[Page extract]
☆ ☆ ☆ ☆ ☆ ☆ ☆
Thursday, November 10, 2011

Relationships- Don't take the bad out on the food!

Relationships often play a big part in the kinds of food you eat. They also contribute to how much you eat, and how often you are eating throughout the day. Whether it is double the amount you would normally eat, or a sudden urge to attack that whole chocolate cake on the counter, you can't control your habits because of what is going on in your personal life. You have so many thoughts going on in your mind, and food is there to comfort you.


I know this feeling. I have dealt with this.

Relationships with anyone can cause some madness in your appetite: a relationship with a significant other, co-worker, parent, sibling, etc. These people know your weak spots and sometimes use them to their advantage. These are also people you deal with on a daily basis that know you inside and out. It is hard for you to keep your stress level low because of someone and you bring it home with you.


Right now, I am having trouble with my father. This has been a lifelong struggle with us. However, it was not until recently that I have been able to deal with it in a "better" manner. Rather than screaming and yelling and then going home and wanting fried food or ice cream, I have been able to realize that yes, words do hurt, but I do not have to listen to those words. I do not have to talk to him. I will not let myself go down the road I had been down years ago- I do not need to pick up the phone knowing someone wants to bring me down, and neither do you! Whether it is a parent; significant other; sibling- you do not need the extra stress in your life!
☆ ☆ ☆ ☆ ☆ ☆ ☆
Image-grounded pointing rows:
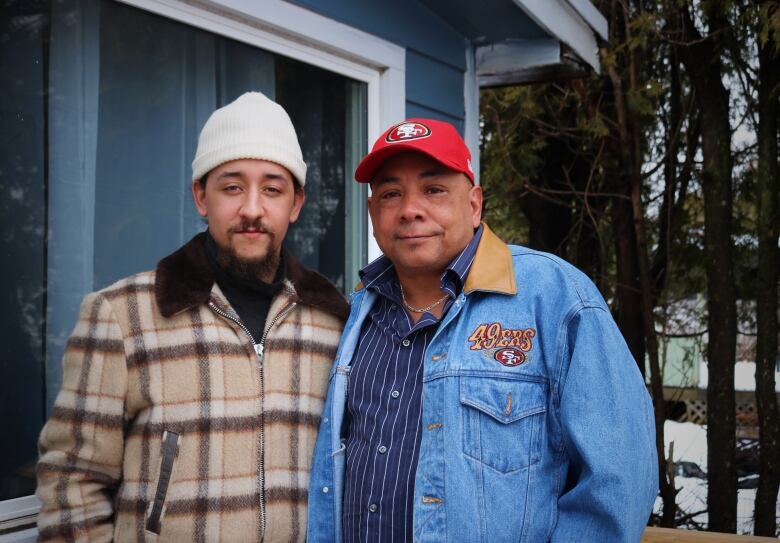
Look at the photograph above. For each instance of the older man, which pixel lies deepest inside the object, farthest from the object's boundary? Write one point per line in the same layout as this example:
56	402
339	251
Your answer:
191	394
481	392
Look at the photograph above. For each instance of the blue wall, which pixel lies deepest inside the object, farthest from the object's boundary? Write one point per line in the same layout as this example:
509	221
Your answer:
435	52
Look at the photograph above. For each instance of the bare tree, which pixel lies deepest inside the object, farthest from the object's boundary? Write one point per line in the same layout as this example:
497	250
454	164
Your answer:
767	190
702	55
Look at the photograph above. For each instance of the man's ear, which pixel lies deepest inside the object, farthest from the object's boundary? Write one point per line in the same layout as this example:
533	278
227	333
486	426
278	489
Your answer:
199	196
370	203
299	198
475	202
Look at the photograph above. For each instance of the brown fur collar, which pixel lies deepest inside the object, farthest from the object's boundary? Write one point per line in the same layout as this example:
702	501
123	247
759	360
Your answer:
184	279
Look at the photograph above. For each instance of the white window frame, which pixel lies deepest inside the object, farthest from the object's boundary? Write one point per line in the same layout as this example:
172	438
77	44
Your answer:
285	29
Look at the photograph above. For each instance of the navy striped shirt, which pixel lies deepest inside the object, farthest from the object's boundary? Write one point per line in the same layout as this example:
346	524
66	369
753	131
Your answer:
384	405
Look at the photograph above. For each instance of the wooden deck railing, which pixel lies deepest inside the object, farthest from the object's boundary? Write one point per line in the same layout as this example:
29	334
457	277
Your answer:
667	535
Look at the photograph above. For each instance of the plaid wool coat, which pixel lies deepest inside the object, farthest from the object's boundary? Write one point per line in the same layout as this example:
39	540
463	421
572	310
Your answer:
169	425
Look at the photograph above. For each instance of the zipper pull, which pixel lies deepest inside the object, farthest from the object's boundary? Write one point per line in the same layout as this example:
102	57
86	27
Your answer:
259	351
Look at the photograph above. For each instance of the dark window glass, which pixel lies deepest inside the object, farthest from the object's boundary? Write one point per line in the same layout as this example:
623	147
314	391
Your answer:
101	104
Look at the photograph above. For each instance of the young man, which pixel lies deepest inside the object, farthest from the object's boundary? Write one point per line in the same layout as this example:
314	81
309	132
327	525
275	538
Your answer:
481	392
191	394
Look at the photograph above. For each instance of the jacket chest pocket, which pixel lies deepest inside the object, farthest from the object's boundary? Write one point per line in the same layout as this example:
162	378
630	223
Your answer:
156	509
502	421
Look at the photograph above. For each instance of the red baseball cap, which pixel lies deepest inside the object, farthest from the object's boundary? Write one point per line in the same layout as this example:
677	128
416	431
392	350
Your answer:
437	139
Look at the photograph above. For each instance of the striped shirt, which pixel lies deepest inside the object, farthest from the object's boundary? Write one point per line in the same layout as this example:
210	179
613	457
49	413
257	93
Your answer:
384	405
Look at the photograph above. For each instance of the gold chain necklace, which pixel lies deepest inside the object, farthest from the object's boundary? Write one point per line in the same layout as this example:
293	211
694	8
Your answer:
420	309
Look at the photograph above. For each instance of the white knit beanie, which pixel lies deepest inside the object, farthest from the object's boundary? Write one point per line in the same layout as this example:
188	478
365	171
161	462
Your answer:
250	127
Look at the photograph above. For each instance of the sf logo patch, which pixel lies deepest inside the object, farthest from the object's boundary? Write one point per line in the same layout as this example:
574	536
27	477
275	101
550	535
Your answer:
408	131
510	357
511	344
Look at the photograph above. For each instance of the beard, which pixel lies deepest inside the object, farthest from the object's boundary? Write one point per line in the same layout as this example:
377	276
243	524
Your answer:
252	269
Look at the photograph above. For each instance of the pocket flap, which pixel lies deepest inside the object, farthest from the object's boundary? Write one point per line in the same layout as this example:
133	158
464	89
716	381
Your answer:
505	400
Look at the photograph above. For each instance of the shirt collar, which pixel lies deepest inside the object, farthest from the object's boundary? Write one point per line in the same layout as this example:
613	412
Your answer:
381	271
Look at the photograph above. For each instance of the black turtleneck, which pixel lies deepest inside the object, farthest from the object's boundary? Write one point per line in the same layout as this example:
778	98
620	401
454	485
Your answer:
250	298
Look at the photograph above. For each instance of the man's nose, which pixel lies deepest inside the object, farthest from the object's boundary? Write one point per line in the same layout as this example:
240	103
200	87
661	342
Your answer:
412	206
252	206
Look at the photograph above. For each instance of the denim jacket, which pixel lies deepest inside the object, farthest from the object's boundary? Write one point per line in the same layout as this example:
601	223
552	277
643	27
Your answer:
536	422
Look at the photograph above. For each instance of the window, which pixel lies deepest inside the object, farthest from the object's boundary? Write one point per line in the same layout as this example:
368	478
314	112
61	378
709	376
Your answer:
100	107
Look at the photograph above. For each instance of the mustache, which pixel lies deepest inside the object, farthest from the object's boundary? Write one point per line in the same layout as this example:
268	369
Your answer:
246	224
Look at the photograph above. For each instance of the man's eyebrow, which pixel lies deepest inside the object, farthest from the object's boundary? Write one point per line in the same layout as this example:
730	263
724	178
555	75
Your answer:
432	172
273	176
228	175
384	180
233	175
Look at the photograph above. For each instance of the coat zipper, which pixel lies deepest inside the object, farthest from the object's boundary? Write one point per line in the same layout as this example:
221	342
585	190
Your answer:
259	348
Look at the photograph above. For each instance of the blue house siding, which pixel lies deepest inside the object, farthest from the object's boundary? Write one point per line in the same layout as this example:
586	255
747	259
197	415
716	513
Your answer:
435	52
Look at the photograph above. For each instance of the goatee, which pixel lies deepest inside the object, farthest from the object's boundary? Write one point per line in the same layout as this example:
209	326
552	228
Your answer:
253	269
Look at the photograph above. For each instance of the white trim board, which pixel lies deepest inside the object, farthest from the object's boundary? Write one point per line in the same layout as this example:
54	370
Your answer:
571	22
292	31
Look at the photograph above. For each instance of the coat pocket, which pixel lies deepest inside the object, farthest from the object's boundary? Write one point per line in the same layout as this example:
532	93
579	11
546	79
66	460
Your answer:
502	421
156	509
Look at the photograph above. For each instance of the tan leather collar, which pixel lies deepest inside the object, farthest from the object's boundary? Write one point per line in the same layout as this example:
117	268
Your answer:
492	269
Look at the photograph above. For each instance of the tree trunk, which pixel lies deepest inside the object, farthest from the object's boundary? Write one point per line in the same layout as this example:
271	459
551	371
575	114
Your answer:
766	290
701	57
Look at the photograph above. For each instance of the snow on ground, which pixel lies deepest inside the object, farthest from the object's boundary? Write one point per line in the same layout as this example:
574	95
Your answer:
744	376
690	445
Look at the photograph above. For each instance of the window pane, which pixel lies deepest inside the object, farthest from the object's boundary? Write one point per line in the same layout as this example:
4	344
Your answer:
101	104
22	251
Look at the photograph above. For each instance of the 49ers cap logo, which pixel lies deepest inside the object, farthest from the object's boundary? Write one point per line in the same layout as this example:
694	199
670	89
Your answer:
407	131
510	357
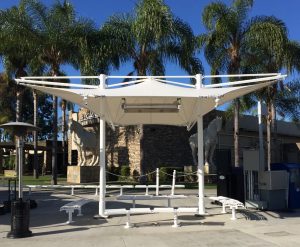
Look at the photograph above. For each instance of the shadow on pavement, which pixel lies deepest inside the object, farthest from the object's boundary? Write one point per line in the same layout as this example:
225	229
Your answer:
☆ ☆ ☆ ☆ ☆ ☆ ☆
[Tasks for this exercise]
a: In the post about relationships and food, why is it hard to keep your stress low when the problem is someone close to you?
b: Write the next part of the post about relationships and food, picking up after its last sentence.
The rows are separate material and have nothing to do with the post.

[Results for the exercise]
a: These people know your weak spots and sometimes use them to their advantage. You also deal with them every day and they know you inside and out, so the stress stays with you and you bring it home.

b:
Miserable people like to make everyone else miserable. When someone is not happy with themselves how can they be happy for other people? They cause unnecessary stress and aggravation and it takes a toll on your body and appetite. It took me a long time to realize this, and sometimes I have to remind myself of this. It is not you; it is the person making you this way.


So you are probably wondering: “how do you maintain happiness and sanity when dealing with someone so "toxic"?” For me- sometimes I need to go running to clear my head. Sometimes it just helps to cry or scream. Everyone is different and everyone takes it out differently. Instead of picking up that fork to eat something you would not be eating normally, or not eating anything at all for days at a time, do something physical and think about your true relationship with this person. Are they really there for you or are they there for themselves? Do you get anything positive out of talking to them? Once you figure out what makes you happy it will make it easier to get rid of the things that bring you down. Things that bring you to that place you don't want to go to.


Emotions make you do things that you would not otherwise do; such as eating too much, eating too little, or even binging and eating. These give you control of something because you are lacking control in another area of your life. You need to stop and think about what is going on in your life to make you do these things. I can guarantee it is not really your stomach wanting or needing the food or wanting to take those actions. There is a deeper meaning behind things and it is up to you to want to figure them out; by yourself or by talking to someone else.


Don't let someone make you into something you're not. Be the healthiest and happiest that you can be, even if it means ending that relationship!